→ Exercise details:
Find every line below with the string "seafood" and pick it out.

━━━━━ Data supplied

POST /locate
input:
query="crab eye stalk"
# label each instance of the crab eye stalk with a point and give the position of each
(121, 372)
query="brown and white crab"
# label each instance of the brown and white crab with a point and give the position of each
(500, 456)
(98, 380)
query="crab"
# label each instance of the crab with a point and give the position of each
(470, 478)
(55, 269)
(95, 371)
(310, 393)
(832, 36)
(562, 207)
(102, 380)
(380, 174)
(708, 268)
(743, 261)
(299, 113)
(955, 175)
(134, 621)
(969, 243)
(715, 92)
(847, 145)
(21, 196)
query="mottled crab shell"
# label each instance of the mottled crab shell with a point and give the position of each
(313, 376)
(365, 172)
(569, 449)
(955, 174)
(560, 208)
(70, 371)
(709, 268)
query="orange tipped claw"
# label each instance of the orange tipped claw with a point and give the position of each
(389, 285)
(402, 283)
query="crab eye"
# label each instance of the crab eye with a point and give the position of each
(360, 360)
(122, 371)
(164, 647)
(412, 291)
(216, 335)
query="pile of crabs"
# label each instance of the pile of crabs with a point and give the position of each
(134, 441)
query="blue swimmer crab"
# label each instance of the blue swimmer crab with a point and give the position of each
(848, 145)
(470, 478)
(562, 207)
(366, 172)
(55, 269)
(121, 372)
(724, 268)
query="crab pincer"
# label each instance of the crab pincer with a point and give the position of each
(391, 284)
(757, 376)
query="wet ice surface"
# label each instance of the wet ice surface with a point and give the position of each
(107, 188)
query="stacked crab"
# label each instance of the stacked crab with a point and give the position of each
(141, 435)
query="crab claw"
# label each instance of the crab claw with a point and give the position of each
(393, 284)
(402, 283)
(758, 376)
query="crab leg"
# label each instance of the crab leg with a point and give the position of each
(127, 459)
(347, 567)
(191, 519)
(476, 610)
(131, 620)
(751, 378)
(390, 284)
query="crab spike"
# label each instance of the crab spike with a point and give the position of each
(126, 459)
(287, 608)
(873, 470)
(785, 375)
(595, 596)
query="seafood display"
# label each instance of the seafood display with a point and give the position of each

━━━━━━━━━━

→ Solution for this task:
query="seafood display"
# label each instance of the seafood display with a point and give the position of each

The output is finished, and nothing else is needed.